Point annotation records:
◆ ◆ ◆

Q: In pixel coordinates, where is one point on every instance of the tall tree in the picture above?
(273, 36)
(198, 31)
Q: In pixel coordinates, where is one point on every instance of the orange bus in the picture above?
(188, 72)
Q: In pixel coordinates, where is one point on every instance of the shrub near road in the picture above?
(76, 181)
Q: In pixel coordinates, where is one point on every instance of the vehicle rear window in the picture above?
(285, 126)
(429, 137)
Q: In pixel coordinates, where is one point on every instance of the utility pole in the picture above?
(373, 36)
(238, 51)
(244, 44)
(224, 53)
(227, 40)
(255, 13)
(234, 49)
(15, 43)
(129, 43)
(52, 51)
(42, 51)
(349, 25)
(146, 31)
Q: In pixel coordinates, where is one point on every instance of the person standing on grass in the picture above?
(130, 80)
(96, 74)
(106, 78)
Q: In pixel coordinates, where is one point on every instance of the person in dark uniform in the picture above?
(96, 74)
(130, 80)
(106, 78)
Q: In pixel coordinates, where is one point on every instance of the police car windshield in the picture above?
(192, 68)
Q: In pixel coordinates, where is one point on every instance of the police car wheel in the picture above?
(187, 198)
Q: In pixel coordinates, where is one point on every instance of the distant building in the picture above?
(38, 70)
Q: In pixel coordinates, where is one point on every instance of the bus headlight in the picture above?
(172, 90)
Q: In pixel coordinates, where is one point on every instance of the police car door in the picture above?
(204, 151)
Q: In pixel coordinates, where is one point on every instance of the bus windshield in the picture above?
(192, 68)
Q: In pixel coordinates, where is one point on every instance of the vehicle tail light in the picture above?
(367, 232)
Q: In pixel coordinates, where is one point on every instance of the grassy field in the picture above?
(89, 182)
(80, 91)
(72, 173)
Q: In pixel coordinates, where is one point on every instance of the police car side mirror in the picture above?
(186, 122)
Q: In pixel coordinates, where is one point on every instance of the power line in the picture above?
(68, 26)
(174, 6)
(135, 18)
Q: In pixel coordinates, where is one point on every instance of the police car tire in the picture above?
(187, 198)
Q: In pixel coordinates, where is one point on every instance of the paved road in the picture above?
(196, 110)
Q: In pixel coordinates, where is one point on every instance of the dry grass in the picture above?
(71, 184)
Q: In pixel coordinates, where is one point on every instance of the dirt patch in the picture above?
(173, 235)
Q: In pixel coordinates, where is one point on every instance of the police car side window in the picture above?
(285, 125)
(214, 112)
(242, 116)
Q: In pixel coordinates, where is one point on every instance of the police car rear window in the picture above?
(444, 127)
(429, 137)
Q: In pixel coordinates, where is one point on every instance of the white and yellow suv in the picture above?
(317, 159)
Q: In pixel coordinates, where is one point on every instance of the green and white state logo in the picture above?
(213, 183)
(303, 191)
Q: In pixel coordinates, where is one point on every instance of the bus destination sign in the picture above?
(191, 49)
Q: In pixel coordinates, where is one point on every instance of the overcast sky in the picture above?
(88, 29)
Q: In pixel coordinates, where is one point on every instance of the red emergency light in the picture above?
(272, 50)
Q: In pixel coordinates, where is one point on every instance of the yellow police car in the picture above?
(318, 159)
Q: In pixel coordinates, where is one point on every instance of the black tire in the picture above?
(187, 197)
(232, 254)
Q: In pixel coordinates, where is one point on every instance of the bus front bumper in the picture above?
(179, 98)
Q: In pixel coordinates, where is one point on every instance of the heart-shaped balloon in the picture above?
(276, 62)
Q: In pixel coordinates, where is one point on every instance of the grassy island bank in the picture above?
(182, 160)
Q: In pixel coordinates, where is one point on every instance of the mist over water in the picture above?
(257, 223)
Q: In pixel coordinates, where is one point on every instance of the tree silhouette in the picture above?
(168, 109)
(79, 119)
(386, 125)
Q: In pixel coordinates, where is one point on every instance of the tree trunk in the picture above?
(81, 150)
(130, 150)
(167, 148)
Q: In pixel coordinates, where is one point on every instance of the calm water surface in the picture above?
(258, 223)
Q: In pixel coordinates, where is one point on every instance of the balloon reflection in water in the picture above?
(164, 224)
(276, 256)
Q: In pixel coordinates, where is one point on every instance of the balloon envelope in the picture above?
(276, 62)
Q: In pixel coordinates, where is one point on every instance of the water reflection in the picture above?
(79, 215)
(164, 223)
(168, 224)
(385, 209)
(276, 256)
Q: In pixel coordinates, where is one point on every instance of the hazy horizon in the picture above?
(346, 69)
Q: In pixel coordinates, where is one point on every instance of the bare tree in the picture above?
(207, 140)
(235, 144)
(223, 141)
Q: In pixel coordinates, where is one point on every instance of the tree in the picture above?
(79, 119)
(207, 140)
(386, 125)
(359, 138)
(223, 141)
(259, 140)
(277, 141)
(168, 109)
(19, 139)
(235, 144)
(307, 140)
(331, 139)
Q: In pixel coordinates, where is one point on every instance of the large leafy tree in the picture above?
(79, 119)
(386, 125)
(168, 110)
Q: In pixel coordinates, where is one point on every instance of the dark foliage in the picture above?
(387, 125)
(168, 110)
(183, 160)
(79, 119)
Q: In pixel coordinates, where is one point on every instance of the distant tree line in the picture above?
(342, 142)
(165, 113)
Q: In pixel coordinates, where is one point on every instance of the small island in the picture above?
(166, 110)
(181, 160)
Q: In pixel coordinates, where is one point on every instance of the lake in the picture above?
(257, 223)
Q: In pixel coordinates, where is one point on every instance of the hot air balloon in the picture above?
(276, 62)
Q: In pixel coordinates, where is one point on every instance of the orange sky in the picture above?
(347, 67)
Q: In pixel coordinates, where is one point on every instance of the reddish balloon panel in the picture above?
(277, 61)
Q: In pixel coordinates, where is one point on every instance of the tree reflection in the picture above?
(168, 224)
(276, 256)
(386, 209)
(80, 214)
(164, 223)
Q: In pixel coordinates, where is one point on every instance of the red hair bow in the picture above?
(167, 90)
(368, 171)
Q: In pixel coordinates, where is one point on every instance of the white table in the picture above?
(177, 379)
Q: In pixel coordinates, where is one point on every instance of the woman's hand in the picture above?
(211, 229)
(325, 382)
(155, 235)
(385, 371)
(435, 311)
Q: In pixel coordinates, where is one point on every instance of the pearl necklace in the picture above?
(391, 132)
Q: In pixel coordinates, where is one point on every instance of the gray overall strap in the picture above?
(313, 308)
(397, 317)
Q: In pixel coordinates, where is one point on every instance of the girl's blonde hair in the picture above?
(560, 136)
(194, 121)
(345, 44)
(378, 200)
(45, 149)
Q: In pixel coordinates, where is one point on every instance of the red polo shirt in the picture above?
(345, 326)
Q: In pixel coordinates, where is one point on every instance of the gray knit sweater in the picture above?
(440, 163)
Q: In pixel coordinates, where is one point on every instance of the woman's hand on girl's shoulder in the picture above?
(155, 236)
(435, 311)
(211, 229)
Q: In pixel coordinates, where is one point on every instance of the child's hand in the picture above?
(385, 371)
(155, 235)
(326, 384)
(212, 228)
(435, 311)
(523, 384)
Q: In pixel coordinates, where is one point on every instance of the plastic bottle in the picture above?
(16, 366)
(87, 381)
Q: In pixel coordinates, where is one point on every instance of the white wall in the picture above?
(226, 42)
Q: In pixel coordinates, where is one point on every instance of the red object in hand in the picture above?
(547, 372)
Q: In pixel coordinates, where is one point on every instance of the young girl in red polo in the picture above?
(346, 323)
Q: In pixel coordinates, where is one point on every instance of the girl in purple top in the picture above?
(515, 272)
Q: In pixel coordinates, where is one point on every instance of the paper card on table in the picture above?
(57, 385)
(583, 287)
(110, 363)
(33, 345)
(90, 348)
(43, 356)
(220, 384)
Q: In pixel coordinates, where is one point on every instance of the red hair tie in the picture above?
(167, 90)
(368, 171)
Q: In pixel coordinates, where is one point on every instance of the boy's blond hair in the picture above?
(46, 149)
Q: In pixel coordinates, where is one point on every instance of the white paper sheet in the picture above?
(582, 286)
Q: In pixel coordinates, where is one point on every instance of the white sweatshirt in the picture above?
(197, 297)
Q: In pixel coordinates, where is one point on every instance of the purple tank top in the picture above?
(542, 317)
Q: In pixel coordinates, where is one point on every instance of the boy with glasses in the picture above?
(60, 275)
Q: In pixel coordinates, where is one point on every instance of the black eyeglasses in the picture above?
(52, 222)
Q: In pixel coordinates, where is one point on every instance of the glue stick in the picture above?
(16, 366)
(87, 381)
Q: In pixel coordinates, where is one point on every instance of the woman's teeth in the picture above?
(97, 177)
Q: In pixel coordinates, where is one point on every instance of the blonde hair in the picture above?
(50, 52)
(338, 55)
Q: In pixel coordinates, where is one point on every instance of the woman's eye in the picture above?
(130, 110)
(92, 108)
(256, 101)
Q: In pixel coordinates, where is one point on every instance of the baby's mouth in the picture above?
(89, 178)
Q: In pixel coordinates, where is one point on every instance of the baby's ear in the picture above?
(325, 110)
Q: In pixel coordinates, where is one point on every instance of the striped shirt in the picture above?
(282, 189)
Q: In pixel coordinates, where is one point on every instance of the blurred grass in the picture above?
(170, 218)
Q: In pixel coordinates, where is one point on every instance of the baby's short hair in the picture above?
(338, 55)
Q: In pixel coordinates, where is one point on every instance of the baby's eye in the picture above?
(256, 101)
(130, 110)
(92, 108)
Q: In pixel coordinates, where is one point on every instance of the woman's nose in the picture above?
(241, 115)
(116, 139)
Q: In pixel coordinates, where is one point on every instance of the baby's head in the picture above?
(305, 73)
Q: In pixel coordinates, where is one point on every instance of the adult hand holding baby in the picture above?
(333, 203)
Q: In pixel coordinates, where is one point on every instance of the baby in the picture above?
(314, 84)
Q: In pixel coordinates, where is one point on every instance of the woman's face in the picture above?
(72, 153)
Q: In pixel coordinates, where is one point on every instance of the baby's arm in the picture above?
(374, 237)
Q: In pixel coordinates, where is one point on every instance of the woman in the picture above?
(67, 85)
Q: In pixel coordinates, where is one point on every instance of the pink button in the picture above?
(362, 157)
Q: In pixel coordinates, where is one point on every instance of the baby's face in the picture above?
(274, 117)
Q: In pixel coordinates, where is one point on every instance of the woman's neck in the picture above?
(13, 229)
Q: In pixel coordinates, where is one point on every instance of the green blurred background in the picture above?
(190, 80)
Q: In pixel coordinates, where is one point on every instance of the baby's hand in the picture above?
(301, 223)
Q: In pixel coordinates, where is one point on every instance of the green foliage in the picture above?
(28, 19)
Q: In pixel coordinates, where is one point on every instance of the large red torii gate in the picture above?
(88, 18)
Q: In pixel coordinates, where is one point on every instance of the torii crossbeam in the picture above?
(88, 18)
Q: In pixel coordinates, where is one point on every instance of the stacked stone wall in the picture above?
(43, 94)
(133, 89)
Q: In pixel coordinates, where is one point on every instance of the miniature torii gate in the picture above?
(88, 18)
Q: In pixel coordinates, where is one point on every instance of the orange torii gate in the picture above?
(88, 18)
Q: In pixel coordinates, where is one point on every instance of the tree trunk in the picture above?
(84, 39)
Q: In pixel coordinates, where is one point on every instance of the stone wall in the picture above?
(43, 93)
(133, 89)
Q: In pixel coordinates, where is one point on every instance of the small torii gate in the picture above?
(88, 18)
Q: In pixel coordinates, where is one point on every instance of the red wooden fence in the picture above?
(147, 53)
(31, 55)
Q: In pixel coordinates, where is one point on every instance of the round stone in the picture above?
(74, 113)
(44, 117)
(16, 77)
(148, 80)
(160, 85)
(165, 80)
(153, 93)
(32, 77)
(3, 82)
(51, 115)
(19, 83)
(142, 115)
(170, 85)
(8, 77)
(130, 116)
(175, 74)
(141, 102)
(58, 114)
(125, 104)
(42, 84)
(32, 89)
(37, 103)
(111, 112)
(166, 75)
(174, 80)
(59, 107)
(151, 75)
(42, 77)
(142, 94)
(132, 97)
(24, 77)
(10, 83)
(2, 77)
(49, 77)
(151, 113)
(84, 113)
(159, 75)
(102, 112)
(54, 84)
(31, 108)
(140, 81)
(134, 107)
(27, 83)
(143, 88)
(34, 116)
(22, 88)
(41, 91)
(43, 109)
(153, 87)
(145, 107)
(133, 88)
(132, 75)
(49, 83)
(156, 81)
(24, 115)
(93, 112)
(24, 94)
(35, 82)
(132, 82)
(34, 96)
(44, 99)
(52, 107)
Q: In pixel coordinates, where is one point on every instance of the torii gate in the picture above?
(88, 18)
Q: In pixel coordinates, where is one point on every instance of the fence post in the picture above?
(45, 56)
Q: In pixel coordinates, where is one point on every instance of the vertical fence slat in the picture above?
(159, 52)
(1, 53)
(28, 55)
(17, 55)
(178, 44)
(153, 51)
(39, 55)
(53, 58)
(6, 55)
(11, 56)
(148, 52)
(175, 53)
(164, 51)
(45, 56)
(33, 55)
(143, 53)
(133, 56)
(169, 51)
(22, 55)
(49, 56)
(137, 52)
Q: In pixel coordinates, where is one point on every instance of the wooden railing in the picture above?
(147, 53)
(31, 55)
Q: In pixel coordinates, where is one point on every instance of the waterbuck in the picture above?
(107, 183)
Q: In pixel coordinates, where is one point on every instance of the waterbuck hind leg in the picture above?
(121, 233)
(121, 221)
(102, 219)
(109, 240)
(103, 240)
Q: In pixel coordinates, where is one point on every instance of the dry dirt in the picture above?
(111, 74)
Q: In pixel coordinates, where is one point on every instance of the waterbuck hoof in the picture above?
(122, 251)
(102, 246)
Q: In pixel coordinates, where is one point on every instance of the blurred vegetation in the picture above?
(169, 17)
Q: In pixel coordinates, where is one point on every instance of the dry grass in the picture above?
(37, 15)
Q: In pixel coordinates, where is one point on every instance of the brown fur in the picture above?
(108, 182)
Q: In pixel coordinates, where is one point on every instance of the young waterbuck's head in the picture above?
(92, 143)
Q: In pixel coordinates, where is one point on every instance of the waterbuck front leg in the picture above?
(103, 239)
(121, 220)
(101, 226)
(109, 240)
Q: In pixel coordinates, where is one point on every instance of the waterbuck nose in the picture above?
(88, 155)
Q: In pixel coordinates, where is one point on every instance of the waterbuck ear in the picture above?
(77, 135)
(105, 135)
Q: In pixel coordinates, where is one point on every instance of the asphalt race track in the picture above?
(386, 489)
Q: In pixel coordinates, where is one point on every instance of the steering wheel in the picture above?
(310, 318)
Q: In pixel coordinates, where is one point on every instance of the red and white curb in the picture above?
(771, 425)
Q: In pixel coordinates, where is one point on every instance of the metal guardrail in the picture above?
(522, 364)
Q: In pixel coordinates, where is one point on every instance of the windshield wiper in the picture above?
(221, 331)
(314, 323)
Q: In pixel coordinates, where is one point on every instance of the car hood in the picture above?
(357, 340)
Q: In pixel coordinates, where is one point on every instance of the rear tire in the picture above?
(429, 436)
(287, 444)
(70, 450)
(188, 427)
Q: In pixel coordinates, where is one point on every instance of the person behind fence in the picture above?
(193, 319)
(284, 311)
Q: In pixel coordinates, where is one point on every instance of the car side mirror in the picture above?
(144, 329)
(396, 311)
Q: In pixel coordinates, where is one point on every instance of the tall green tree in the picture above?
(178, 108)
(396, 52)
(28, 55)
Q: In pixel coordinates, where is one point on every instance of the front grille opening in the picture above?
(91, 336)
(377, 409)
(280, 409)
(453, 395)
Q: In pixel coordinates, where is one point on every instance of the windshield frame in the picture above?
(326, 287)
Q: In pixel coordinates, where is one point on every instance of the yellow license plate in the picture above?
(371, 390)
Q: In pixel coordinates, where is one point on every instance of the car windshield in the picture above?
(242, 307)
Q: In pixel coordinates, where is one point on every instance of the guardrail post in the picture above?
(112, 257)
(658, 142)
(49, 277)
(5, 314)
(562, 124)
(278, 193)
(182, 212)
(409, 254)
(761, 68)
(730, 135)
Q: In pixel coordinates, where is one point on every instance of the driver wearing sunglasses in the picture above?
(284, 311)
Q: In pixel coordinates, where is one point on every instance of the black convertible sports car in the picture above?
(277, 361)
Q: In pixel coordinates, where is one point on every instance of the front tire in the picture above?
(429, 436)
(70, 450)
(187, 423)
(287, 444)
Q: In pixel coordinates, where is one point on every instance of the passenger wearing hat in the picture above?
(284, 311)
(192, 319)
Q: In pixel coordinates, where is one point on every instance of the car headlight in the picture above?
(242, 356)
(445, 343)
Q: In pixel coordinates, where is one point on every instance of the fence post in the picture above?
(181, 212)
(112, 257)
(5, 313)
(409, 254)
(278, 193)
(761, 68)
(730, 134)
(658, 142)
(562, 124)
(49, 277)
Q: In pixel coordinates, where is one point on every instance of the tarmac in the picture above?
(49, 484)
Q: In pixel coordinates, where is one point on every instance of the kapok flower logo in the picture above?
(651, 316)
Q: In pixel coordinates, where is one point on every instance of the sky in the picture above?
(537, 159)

◆ ◆ ◆

WHAT IS ASKED:
Quote only the lines from the one containing "front tire in the picture above?" through the final line of the records, with both ends included.

OUTPUT:
Q: In pixel coordinates, where is one point on every instance of the front tire in the picture above?
(429, 436)
(70, 450)
(187, 423)
(287, 444)
Q: In pixel coordinates, where is one point on every instance of the passenger wearing hat in the picture above?
(284, 311)
(192, 319)
Q: In pixel coordinates, where is one point on every instance of the car headlight in the picture above?
(242, 356)
(445, 343)
Q: In pixel coordinates, where is one point on every instance of the fence post in the picture above?
(181, 212)
(112, 257)
(5, 313)
(409, 254)
(278, 193)
(761, 68)
(730, 134)
(658, 142)
(562, 124)
(49, 277)
Q: In pixel coordinates, where is one point on every instance of the tarmac in the picture above?
(49, 484)
Q: In pixel coordinates, where is one point on every instance of the kapok flower logo in the picture above?
(651, 316)
Q: In pixel coordinates, where is one point on every instance of the sky in the picture above?
(537, 159)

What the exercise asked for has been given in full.